**ROWS:**
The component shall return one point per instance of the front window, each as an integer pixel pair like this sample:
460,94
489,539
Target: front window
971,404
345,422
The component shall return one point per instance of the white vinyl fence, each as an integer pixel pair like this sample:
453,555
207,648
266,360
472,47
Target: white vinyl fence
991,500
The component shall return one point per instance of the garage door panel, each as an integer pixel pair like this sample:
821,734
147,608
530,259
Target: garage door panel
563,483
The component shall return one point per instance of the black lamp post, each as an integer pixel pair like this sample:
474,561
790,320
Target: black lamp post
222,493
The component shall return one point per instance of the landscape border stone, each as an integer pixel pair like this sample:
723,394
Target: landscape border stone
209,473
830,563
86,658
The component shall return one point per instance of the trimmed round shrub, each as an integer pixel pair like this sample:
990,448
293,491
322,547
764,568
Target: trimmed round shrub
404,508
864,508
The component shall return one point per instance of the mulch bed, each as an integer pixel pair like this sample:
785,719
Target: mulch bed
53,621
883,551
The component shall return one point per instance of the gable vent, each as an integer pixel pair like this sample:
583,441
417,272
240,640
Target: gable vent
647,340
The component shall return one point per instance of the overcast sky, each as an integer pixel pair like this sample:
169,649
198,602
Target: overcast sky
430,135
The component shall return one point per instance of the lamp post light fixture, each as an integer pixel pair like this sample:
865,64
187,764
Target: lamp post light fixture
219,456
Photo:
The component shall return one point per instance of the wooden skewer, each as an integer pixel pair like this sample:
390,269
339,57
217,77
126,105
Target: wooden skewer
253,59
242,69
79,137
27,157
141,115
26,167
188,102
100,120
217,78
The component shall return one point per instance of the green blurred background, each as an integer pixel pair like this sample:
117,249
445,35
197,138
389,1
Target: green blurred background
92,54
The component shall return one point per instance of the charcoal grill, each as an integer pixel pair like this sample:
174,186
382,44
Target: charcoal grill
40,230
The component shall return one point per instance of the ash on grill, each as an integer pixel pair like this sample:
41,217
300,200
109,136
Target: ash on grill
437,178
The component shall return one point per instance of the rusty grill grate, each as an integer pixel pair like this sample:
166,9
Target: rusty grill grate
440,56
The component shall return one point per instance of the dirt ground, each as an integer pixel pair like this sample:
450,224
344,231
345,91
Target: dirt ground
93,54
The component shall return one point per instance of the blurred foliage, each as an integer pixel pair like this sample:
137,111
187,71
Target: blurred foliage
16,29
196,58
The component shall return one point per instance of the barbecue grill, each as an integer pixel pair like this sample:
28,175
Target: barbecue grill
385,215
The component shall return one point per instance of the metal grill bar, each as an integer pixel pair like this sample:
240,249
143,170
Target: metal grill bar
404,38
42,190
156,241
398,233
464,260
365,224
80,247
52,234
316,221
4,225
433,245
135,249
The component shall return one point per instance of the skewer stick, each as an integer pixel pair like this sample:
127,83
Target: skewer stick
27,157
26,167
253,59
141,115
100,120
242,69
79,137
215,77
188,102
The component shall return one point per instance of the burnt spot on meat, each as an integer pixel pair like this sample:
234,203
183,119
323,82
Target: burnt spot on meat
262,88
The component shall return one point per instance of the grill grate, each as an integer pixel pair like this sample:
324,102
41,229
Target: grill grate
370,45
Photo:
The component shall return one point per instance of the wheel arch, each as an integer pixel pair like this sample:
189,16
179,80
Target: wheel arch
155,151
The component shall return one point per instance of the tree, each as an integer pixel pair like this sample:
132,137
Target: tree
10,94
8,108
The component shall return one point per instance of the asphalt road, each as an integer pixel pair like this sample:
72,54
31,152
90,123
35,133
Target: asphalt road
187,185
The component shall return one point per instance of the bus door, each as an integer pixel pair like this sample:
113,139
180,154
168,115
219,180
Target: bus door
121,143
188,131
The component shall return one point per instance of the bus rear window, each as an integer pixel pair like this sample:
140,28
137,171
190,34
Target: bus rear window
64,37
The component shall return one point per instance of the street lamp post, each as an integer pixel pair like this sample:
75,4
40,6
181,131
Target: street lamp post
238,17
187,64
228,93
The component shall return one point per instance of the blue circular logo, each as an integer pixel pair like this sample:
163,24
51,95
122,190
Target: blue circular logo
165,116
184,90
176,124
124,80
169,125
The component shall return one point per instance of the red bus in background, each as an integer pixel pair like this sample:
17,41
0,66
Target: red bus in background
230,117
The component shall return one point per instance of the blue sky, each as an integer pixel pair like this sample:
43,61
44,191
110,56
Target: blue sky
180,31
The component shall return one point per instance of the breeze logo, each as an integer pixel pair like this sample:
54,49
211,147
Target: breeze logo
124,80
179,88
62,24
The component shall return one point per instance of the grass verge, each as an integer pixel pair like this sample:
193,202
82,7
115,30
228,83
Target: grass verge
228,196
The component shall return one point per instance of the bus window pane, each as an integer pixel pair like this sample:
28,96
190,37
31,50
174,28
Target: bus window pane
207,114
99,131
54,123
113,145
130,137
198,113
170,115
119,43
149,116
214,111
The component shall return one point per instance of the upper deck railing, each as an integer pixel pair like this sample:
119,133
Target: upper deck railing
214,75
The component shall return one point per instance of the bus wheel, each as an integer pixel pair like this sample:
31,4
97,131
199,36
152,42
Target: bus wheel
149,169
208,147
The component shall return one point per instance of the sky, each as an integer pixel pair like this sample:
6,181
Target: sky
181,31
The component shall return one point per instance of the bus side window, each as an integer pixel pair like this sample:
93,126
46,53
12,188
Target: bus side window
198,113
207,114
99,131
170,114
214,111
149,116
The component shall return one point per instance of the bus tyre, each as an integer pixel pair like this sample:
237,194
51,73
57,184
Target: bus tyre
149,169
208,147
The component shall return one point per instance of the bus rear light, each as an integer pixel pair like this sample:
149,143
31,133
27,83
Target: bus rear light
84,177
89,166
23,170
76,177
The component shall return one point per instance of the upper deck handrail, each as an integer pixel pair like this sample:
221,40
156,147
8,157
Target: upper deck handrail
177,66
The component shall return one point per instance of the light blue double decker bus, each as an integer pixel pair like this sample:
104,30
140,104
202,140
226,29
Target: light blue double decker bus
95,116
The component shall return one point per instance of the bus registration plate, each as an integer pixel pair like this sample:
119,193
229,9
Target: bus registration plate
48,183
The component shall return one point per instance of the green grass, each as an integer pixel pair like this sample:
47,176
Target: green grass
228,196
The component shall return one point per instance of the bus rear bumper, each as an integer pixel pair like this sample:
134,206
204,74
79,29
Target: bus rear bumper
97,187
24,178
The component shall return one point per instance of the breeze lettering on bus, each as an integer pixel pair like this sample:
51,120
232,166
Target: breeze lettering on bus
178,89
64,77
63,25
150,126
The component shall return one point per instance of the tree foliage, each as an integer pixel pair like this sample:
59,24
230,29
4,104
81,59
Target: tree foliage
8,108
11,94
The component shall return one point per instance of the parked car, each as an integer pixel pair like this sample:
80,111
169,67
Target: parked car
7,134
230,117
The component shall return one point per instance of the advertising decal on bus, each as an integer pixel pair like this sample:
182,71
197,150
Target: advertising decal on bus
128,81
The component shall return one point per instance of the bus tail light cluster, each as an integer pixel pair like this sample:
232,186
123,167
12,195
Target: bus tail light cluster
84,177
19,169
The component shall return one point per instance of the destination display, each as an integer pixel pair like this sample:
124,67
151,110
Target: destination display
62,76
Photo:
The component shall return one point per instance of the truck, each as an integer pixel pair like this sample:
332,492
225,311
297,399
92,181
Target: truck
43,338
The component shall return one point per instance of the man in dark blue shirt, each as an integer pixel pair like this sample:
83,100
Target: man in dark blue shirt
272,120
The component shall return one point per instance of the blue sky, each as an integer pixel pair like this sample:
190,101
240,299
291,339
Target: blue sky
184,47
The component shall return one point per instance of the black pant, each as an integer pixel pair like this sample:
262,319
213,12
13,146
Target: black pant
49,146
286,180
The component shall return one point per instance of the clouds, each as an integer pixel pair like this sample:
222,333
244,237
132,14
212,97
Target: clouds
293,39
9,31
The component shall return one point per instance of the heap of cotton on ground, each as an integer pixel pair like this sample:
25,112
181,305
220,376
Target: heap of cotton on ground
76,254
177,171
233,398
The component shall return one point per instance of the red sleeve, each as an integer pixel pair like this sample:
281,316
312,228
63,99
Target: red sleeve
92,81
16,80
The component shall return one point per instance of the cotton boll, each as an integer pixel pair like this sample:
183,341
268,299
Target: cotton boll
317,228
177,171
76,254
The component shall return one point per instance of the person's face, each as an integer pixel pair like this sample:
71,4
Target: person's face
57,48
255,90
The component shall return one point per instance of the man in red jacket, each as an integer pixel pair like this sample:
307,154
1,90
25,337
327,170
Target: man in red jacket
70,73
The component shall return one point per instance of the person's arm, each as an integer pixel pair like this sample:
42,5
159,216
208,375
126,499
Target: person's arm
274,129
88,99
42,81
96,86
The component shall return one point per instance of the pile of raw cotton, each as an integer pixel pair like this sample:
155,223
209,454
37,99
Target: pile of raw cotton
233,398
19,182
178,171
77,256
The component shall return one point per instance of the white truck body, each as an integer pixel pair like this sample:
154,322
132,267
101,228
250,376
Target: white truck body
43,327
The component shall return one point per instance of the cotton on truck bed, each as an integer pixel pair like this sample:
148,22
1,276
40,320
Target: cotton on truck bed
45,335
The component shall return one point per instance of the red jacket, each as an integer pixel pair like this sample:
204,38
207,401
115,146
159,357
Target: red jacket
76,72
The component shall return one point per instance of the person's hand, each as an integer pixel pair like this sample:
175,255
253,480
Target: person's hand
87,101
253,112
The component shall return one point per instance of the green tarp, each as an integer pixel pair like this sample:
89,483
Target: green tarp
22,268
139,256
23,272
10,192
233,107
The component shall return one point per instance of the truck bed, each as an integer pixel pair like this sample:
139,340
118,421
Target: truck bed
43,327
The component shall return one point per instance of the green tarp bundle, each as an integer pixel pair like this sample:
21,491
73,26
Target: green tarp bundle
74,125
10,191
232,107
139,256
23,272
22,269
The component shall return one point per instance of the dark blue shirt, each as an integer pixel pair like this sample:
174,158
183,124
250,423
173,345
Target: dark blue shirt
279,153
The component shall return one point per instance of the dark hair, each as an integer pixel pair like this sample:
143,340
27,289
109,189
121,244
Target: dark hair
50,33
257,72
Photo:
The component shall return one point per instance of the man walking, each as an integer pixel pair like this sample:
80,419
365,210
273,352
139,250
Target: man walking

**YOUR TASK:** From the line containing "the white truck" down to the last line, reproduce the records exactly. Include both ends.

**CORRECT RESPONSE:**
The component shall return one point per instance of the white truck body, each as an integer pixel pair like this sample:
154,322
132,267
101,228
250,376
Target: white truck body
43,327
The component shall return one point per instance of the cotton on truck bed, each as an integer pixel pair like this sample:
148,22
1,276
40,320
Target: cotton on truck bed
45,335
The component shall return one point per instance of the red jacket, each as an integer pixel pair like this sample:
204,38
207,401
115,146
159,357
Target: red jacket
76,72
The component shall return one point per instance of the person's hand, each as an integer pixel pair like this sample:
175,255
253,480
Target: person's hand
87,101
253,112
The component shall return one point per instance of the green tarp, each as an integer pixel pair like this sample:
89,483
Target: green tarp
22,268
139,256
23,272
10,192
233,107
The component shall return one point per instance of the truck bed, each as an integer pixel pair like this sample:
139,340
118,421
Target: truck bed
43,327
The component shall return one point per instance of the green tarp bundle, each as an integer pixel pair like this sample:
21,491
73,26
Target: green tarp bundle
74,125
10,191
232,107
139,256
23,272
22,269
The component shall return one point per instance of the dark blue shirt, each as an integer pixel pair like this sample:
174,158
183,124
250,423
173,345
Target: dark blue shirt
279,153
The component shall return one point per instance of the dark hair, each as an integer pixel pair like this sample:
143,340
27,289
109,189
121,244
Target: dark hair
50,33
257,72
Photo:
The component shall return one point per instance of the man walking, each as an integer pixel pair like this sample:
80,419
365,210
273,352
139,250
Target: man walking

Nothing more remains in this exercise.